Article:
## start
With the production Ford GT having been designed with racing in mind, it's offered an ideal platform for the new factory racer, complete with the same 3.5-liter EcoBoost V6 that's been proven in TUDOR United SportsCar Championship Prototype competition.

"We've taken the road car, which is a fantastic road car to build a race car from and have taken the draft 2016 regulations and produced a racing car," Howard-Chappell said.

"This is the first development car. It will evolve from here towards being homologated and approved. Although we have a great deal of really experienced people in the program, we don't have a current GTE car, so it's important to start early and get experience with the car."

Howard-Chappell confirmed the car has already been out testing at multiple venues, with Scott Pruett having been among the drivers providing initial feedback in the early development phase.

The Ford GT is the first 2016-spec GTE car to break cover, and with the regulations not yet 100 percent finalized, Howard-Chappell said further revisions are possible in the coming months.

"We've built our test and development car," he said. "That's what you saw [at the launch]. We're having to work with what is a set of draft regs, as the other manufacturers are.

"We're probably a bit more public than everybody else, but everybody's in the same boat. It's pretty close to getting fixed."

On the operations side, Multimatic will also be tasked with assembling Ganassi's European-based crew for its FIA WEC effort.
## end
Entries provided:
## start
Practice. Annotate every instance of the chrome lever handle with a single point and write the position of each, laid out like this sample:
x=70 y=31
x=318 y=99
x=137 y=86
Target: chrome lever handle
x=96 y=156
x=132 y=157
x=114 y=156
## end
Given instruction A:
Answer these from the Ford GT article:
(i) What engine does the new factory racer share with the production Ford GT?
(ii) Which driver was among those giving initial feedback in the early development phase?
(iii) Who will assemble Ganassi's European-based crew for its FIA WEC effort?
Given instruction B: Reproduce all of the records word for word.

Complete response A:
(i) The 3.5-liter EcoBoost V6.
(ii) Scott Pruett.
(iii) Multimatic.

Complete response B:
Practice. Annotate every instance of the chrome lever handle with a single point and write the position of each, laid out like this sample:
x=70 y=31
x=318 y=99
x=137 y=86
Target: chrome lever handle
x=96 y=156
x=132 y=157
x=114 y=156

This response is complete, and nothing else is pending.